[Point annotation records]
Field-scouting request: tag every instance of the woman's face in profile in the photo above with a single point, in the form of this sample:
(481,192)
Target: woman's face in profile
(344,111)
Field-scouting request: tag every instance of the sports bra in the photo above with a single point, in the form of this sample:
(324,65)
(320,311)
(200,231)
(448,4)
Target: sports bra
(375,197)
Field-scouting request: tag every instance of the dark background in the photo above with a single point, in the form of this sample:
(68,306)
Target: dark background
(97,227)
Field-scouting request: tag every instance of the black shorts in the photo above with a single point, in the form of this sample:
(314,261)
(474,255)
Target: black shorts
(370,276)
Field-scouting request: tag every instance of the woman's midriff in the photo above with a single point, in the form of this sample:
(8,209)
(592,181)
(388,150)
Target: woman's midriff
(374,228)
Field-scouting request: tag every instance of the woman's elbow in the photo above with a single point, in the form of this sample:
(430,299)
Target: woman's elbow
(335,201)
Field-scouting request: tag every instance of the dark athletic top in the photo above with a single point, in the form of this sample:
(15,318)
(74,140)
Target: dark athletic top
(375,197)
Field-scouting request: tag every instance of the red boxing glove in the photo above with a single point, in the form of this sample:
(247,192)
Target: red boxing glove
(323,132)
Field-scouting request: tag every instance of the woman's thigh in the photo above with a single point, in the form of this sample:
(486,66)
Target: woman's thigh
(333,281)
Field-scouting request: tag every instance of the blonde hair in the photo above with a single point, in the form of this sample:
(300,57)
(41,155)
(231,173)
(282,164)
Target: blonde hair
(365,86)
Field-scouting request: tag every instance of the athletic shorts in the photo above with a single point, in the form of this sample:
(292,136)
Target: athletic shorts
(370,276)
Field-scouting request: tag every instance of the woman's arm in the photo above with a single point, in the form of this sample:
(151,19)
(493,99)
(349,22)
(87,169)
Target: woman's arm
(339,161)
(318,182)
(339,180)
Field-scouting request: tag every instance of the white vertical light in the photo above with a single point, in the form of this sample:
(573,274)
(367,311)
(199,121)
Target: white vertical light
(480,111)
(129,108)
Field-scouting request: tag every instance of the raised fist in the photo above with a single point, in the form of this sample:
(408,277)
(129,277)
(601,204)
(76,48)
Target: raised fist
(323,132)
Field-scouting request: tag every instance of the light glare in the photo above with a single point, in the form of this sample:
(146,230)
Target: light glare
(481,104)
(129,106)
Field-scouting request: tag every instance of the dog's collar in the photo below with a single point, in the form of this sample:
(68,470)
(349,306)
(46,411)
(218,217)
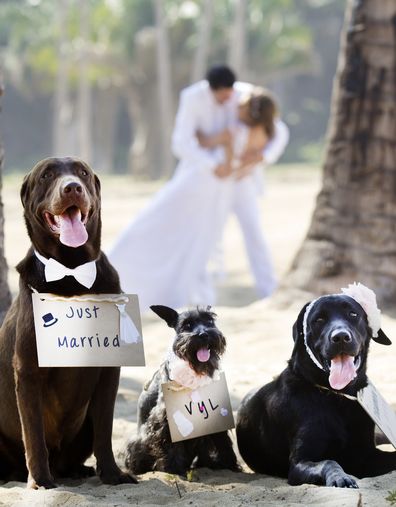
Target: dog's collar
(349,396)
(181,374)
(85,274)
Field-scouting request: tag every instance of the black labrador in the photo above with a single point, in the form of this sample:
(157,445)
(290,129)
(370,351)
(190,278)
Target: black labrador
(53,419)
(301,426)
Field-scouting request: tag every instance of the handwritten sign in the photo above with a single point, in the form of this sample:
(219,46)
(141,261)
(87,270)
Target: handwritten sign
(200,412)
(379,410)
(90,330)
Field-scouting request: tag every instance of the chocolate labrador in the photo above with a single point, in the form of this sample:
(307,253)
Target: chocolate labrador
(307,425)
(53,419)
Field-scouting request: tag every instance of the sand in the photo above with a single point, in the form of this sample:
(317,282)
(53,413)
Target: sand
(259,344)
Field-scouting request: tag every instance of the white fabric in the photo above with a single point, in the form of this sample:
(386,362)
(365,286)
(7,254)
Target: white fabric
(128,330)
(163,252)
(181,372)
(162,255)
(305,331)
(368,301)
(54,270)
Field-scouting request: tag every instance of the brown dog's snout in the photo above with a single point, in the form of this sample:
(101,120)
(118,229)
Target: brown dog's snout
(73,187)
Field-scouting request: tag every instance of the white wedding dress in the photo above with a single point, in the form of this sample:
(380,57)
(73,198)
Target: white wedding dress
(163,253)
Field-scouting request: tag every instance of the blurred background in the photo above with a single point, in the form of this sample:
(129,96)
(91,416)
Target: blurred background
(100,79)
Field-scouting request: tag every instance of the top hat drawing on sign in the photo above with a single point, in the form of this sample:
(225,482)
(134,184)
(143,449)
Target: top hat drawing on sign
(49,320)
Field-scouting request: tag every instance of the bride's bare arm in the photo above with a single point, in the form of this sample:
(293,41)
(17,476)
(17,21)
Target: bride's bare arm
(221,139)
(253,153)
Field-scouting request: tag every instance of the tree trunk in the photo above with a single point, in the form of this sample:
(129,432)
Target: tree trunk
(237,53)
(5,295)
(138,164)
(352,236)
(104,129)
(62,108)
(84,89)
(164,88)
(202,50)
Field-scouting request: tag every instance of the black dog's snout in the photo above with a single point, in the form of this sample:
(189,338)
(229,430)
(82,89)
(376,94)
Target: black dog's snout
(341,337)
(73,187)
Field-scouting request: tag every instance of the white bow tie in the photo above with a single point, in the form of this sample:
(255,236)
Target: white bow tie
(54,270)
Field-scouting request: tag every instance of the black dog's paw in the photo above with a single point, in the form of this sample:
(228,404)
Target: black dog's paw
(118,478)
(341,480)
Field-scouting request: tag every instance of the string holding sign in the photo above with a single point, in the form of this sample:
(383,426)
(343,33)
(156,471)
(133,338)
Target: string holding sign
(128,330)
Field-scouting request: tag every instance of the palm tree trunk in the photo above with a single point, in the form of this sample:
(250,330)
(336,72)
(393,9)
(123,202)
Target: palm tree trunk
(84,89)
(353,231)
(164,88)
(5,295)
(62,108)
(237,49)
(202,50)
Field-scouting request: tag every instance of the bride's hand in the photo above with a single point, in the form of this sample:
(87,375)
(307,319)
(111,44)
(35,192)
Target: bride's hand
(223,171)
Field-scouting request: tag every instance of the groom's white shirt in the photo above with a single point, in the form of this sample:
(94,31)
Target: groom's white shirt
(198,110)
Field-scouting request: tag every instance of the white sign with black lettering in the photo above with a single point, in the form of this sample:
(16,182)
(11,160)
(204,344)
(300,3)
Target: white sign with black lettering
(379,410)
(199,412)
(89,330)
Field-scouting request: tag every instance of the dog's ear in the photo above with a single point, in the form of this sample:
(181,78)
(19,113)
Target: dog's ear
(169,315)
(97,184)
(25,189)
(298,325)
(382,338)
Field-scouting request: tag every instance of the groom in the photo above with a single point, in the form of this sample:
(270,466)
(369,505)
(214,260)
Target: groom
(210,106)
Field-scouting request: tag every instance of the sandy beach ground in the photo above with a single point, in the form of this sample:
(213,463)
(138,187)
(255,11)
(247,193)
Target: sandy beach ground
(259,344)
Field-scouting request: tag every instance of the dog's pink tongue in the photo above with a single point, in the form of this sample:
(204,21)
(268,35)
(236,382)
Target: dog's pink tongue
(72,231)
(342,371)
(203,355)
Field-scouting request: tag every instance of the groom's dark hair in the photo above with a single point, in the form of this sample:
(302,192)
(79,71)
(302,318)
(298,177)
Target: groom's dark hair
(220,76)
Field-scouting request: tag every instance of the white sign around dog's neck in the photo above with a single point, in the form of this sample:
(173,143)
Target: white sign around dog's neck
(90,330)
(379,411)
(199,412)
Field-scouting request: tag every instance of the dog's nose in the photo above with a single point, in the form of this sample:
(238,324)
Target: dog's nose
(71,187)
(341,337)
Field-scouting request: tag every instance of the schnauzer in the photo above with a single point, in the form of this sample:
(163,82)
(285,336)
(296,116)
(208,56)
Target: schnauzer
(192,362)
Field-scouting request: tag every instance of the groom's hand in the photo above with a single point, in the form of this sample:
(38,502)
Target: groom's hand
(223,171)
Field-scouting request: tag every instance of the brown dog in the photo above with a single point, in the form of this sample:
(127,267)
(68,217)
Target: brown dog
(56,417)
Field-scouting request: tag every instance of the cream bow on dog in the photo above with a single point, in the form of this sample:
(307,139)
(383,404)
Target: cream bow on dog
(54,270)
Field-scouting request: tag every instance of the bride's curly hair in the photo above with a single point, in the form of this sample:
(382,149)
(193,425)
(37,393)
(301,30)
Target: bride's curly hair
(262,110)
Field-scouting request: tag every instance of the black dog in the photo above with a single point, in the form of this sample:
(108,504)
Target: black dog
(52,419)
(199,344)
(300,425)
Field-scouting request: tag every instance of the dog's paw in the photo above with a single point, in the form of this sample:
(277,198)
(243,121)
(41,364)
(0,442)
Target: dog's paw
(119,478)
(340,480)
(82,472)
(41,484)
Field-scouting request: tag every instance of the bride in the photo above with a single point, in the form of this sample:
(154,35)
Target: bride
(162,254)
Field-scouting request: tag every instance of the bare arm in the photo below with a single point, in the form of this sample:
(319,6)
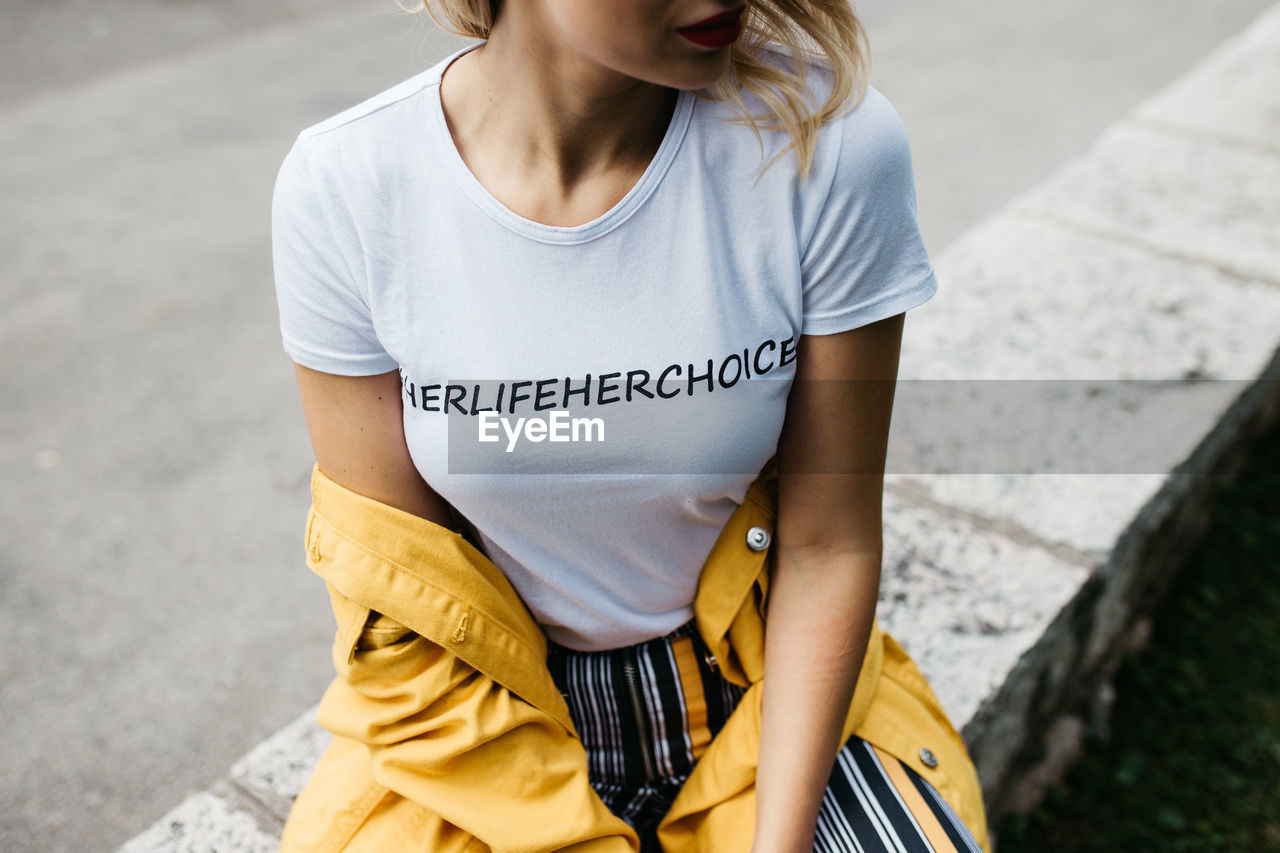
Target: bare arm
(826,575)
(359,438)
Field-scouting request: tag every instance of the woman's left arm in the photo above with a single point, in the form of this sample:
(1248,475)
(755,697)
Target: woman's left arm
(826,570)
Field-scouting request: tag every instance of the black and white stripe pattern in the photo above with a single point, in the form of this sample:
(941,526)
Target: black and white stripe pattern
(638,720)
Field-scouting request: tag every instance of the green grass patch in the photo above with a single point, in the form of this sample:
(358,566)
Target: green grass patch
(1193,761)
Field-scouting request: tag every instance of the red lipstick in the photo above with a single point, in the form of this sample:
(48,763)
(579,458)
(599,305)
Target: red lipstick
(717,31)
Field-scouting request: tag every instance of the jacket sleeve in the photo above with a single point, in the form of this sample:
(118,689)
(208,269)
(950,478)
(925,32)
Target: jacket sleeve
(452,739)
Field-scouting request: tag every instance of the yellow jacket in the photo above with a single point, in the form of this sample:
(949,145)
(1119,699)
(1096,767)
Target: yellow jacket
(449,734)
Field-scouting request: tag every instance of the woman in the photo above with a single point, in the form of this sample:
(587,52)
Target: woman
(571,218)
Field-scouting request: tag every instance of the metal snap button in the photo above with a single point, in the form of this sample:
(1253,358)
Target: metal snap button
(757,538)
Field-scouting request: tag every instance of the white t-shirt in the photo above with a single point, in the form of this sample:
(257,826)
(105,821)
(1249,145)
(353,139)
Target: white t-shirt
(667,328)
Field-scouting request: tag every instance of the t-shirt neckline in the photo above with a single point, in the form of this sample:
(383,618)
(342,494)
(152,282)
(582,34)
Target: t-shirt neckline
(606,222)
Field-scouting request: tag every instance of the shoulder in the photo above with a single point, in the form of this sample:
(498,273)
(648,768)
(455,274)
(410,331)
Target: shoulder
(867,131)
(369,136)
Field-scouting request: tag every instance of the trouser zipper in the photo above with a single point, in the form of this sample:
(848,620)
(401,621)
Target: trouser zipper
(631,675)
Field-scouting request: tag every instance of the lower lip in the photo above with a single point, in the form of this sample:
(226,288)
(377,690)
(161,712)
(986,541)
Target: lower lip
(720,36)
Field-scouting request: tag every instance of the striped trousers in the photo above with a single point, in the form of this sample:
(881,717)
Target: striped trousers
(647,712)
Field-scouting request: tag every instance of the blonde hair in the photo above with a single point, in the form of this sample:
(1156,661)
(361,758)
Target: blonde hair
(826,32)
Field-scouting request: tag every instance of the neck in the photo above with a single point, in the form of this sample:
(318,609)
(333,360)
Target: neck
(552,112)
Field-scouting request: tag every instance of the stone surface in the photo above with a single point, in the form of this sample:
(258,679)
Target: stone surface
(1232,94)
(204,824)
(1084,512)
(1020,299)
(1182,195)
(967,602)
(278,769)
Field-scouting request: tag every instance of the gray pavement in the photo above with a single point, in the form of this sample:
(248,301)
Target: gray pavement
(150,439)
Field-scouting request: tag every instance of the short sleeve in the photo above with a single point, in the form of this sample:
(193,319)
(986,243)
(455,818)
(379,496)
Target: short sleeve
(325,319)
(865,259)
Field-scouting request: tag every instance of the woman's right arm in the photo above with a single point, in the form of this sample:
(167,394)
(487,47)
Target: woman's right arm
(359,438)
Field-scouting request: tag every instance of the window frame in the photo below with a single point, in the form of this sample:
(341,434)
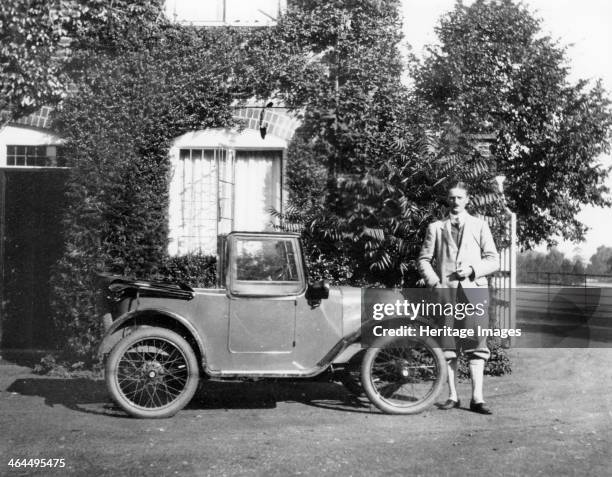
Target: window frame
(264,288)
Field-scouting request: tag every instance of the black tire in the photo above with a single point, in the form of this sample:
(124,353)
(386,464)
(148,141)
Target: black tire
(403,376)
(152,373)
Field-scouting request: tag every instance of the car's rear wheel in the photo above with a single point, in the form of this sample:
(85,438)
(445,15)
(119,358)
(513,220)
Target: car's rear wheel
(152,373)
(402,376)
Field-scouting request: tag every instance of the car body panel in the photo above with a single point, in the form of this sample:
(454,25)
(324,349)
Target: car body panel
(262,330)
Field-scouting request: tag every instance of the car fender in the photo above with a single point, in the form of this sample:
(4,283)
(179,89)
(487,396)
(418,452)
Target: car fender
(150,317)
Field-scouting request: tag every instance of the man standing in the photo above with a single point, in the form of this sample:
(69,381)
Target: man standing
(457,254)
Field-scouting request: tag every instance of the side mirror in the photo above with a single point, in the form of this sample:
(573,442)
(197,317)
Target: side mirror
(316,292)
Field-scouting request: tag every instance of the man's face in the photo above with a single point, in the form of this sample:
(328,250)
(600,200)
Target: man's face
(457,200)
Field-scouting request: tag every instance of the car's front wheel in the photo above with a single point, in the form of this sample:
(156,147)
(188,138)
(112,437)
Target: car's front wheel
(402,376)
(152,373)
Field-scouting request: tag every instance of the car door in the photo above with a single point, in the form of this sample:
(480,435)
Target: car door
(265,279)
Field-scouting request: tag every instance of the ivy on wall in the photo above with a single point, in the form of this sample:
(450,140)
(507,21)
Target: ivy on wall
(132,101)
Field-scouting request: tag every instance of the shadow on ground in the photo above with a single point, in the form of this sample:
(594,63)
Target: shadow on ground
(90,395)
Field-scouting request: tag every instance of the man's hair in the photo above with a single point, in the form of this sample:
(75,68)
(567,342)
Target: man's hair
(459,185)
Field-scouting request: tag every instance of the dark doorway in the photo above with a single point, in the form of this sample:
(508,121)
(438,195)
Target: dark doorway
(33,205)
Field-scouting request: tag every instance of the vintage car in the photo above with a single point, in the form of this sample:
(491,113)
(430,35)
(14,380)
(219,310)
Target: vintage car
(264,320)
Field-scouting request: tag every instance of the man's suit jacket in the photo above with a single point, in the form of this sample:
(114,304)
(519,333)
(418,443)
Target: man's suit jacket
(440,255)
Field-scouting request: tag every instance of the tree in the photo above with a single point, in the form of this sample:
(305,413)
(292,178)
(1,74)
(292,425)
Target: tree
(495,71)
(132,102)
(601,261)
(366,173)
(39,37)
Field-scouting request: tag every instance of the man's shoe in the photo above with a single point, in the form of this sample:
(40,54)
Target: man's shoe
(479,407)
(449,404)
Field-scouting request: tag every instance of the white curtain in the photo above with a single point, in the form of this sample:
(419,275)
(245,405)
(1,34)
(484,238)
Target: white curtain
(257,190)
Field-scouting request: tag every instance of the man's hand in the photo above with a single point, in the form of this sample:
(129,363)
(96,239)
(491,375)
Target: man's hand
(464,272)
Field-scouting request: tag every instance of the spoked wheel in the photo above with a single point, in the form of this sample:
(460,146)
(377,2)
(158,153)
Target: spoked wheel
(152,373)
(402,376)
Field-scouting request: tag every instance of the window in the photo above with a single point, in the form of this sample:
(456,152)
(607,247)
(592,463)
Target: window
(258,189)
(225,12)
(35,156)
(265,266)
(197,176)
(265,260)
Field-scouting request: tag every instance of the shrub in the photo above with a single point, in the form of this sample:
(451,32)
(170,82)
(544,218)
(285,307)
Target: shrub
(198,271)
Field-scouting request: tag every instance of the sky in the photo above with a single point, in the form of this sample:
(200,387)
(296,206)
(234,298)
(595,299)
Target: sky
(585,26)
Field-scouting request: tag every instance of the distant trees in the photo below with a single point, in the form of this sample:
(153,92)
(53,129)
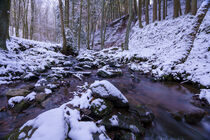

(Problem description)
How many lines in the data above contain the string "patch"? Reply with the number alone.

(Response to this task)
2